COVID-19 and the marginalization of Iranian women

COVID-19 has adversely impacted many segments of society across the globe, including Iranian women. Some fear the damage will be permanent.

al-monitor Iranian women, members of paramilitary organization Basij, make face masks and other protective items at a mosque in the capital Tehran, amid the novel coronavirus pandemic crisis on April 5, 2020. Photo by ATTA KENARE/AFP via Getty Images.

Sep 14, 2020

It is not easy to work in a segregated economy while coping with the impact of sanctions and a global pandemic — Iranian women have never been this vulnerable. Women constitute one-fifth of the employed population in Iran. Their share of jobs is roughly below 20%. Many Iranian women work menial tasks to support their families, which means they work without a contract in seasonal or part-time jobs. Thus, they are not receiving either benefits or insurance. Iranian authorities call these jobs "unofficial employment," a category that exists outside the jurisdiction of Iran's labor code. The conditions discourage many women from seeking employment. Thus, their participation rate in the labor force remains low. According to the International Labor Organization, only one of every five Iranian women participates in the labor force.

Even when they enter the market, a job is not guaranteed. Women's unemployment rate is twice that of men. The Statistical Center of Iran's (SCI) last pre-pandemic quarterly report in fall 2019 estimates the unemployment rate for women is 17% compared to 7.9% for Iranian men nationwide. In the province of Tehran, the most cosmopolitan region of the country, young women seeking employment were facing an astonishing unemployment rate of 45%. The unemployment rate for men in the same age group has been 17% in the province of Tehran. Iranian women's position in the labor market had already been vulnerable when the coronavirus pandemic began. Now, the magnitude of the negative impact of the global pandemic on Iranian women is disturbing, and so is the government's lack of response.

-----

**TASK**
Answer from the article on Iranian women and COVID-19:
1. According to the International Labor Organization, how many Iranian women participate in the labor force?
2. What unemployment rates for women and men does the Statistical Center of Iran's fall 2019 report give?
3. What unemployment rate were young women seeking employment in the province of Tehran facing?

-----

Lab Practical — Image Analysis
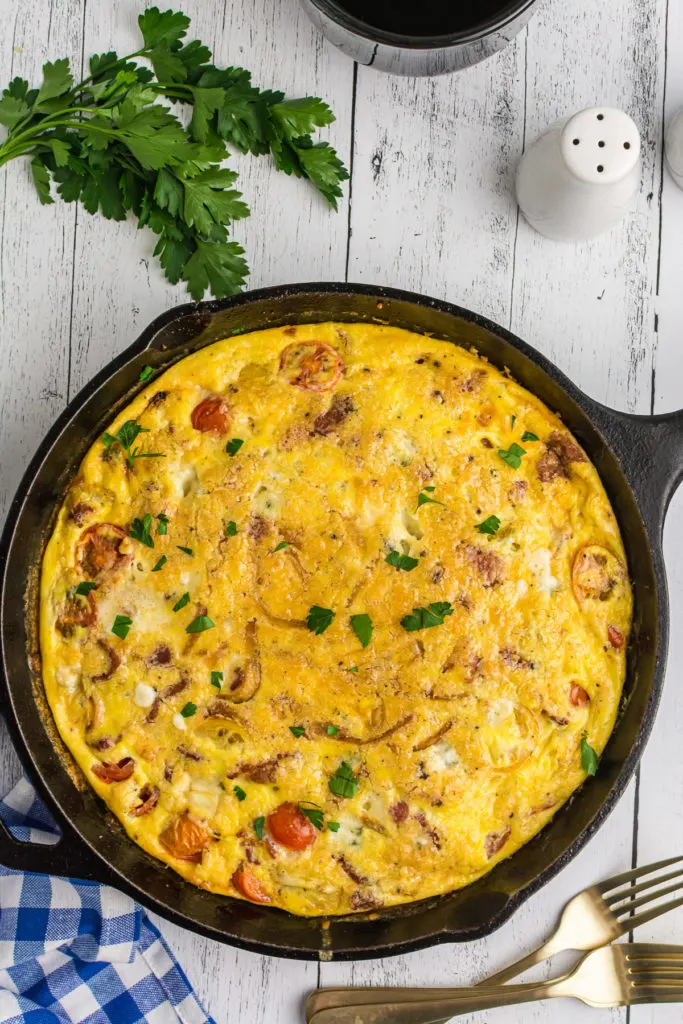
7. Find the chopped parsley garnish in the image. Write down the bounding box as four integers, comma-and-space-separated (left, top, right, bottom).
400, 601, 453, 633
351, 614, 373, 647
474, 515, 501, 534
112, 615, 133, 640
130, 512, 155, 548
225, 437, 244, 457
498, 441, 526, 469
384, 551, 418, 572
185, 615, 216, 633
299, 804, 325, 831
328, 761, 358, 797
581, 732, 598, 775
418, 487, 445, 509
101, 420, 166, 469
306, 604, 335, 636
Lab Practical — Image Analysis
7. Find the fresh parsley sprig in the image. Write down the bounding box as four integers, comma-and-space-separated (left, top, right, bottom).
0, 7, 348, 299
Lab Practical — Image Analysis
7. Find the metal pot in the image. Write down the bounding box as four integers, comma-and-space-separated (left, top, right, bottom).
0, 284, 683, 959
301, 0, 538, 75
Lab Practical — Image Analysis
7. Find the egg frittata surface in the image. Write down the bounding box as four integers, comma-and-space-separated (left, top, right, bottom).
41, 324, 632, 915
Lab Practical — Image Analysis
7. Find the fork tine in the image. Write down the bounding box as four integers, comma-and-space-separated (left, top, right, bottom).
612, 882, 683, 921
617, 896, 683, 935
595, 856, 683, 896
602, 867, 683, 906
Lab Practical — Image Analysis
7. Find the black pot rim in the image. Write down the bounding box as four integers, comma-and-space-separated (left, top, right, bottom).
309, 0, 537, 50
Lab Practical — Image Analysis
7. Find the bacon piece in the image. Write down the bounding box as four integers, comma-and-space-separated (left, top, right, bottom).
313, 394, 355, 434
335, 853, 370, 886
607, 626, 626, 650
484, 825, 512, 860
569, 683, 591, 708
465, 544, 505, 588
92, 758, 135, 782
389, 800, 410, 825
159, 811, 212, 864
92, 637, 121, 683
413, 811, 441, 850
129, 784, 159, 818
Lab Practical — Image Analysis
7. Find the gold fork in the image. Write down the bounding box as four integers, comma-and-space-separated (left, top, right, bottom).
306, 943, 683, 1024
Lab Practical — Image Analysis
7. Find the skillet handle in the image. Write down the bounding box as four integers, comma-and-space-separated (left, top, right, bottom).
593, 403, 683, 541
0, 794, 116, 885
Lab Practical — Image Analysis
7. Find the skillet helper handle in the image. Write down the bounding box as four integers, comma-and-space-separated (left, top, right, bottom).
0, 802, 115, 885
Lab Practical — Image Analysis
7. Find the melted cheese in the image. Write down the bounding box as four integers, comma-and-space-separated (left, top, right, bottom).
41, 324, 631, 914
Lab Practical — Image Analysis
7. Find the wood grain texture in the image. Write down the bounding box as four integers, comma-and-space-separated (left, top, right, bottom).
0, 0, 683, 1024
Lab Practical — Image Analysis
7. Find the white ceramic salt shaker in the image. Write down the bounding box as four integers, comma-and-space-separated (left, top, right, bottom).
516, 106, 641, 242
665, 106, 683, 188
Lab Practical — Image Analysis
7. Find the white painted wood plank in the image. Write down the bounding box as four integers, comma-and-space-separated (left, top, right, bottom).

-----

**TASK ANSWER**
1. One of every five.
2. 17% for women and 7.9% for men.
3. 45%.